Start Records shown

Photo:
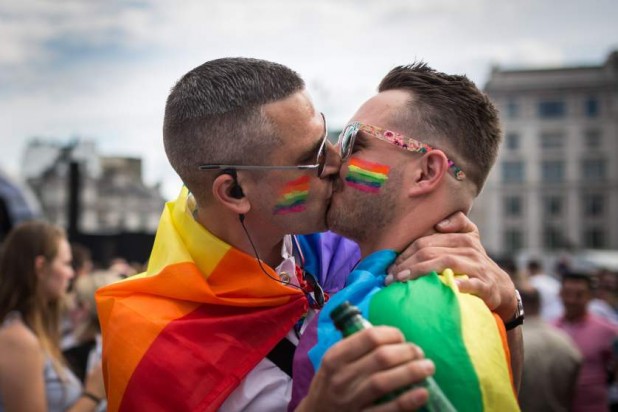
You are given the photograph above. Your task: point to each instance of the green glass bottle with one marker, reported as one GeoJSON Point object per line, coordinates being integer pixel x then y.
{"type": "Point", "coordinates": [349, 320]}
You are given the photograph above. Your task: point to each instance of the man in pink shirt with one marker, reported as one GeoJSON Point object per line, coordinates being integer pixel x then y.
{"type": "Point", "coordinates": [594, 337]}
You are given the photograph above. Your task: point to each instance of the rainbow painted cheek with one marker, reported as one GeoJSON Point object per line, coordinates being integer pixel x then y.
{"type": "Point", "coordinates": [366, 176]}
{"type": "Point", "coordinates": [293, 196]}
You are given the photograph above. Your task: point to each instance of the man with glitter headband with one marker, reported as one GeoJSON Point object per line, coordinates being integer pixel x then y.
{"type": "Point", "coordinates": [213, 322]}
{"type": "Point", "coordinates": [417, 152]}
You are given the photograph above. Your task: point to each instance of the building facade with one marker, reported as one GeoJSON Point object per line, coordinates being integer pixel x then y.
{"type": "Point", "coordinates": [555, 184]}
{"type": "Point", "coordinates": [112, 196]}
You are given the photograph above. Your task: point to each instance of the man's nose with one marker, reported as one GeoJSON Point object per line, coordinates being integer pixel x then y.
{"type": "Point", "coordinates": [333, 161]}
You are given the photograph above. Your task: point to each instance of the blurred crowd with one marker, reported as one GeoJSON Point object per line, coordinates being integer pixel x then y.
{"type": "Point", "coordinates": [49, 330]}
{"type": "Point", "coordinates": [51, 342]}
{"type": "Point", "coordinates": [570, 337]}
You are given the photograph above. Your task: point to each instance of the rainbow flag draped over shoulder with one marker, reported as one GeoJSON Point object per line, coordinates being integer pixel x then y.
{"type": "Point", "coordinates": [182, 335]}
{"type": "Point", "coordinates": [457, 331]}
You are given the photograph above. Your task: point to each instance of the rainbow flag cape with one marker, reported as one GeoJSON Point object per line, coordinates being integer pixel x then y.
{"type": "Point", "coordinates": [457, 331]}
{"type": "Point", "coordinates": [182, 335]}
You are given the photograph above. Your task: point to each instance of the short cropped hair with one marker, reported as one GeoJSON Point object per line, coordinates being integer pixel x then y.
{"type": "Point", "coordinates": [213, 114]}
{"type": "Point", "coordinates": [451, 110]}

End Records shown

Task description> Repeat the records in full, exactly as they appear, without the pictures.

Response to this exercise>
Photo:
You are given the photograph above. Your task: point to each instance of the green glass bottle with one marker, reported as one GeoJSON Point object per line, coordinates being integer pixel x then y.
{"type": "Point", "coordinates": [349, 320]}
You are given the photograph above. Your task: point to each instance of the man in pink shirt with one marker, reported as one GeoJSON Point object per line, coordinates being integer pixel x then y.
{"type": "Point", "coordinates": [594, 337]}
You are given the photograph above. Your task: point to each instance of the rainbow painted cheek with one marker, reported as one GeoJSON Point object per line, coordinates being integer pixel x then y.
{"type": "Point", "coordinates": [366, 176]}
{"type": "Point", "coordinates": [293, 196]}
You are given the photograph above. Your task: point to each instance of the man with glitter headband with one marker, reported as one GeoJSON Point object per line, coordinates being integer pixel x then y.
{"type": "Point", "coordinates": [213, 322]}
{"type": "Point", "coordinates": [417, 152]}
You are given the photograph above. Your task: point to each instance of the building facade with one marker, reported as one GeoJSON Point object per line, coordinates being integer pixel x then y.
{"type": "Point", "coordinates": [555, 184]}
{"type": "Point", "coordinates": [112, 196]}
You are given the photograph above. Your task: point to each instance of the man's nose with one marker, reported as one GeoJSON Point object per line, coordinates being integer pixel x then y.
{"type": "Point", "coordinates": [333, 161]}
You are given the photograph above. Your task: point to each instance of the blurred crowd with one marker, reported as one GeoJSON Point object per line, coordinates being integer pixel x then y.
{"type": "Point", "coordinates": [49, 330]}
{"type": "Point", "coordinates": [51, 342]}
{"type": "Point", "coordinates": [570, 337]}
You are given the photograph above. Your task: point to each instance of the rainbow flag draped over shoulder with one marker, reported as one GeoJSON Point object per line, coordinates being integer pixel x then y.
{"type": "Point", "coordinates": [182, 335]}
{"type": "Point", "coordinates": [457, 331]}
You are given the photograph above. Your task: point to each instance of the rainbow flag cape with one marker, reported as one GeoJSON Point object per line, coordinates being integer pixel x then y.
{"type": "Point", "coordinates": [457, 331]}
{"type": "Point", "coordinates": [182, 335]}
You are given the photograph above. Your task: point to each instance of the short cropped hair with one marker, reported as one GeoJSON Point object per line, coordinates being integer pixel x then y.
{"type": "Point", "coordinates": [213, 114]}
{"type": "Point", "coordinates": [451, 110]}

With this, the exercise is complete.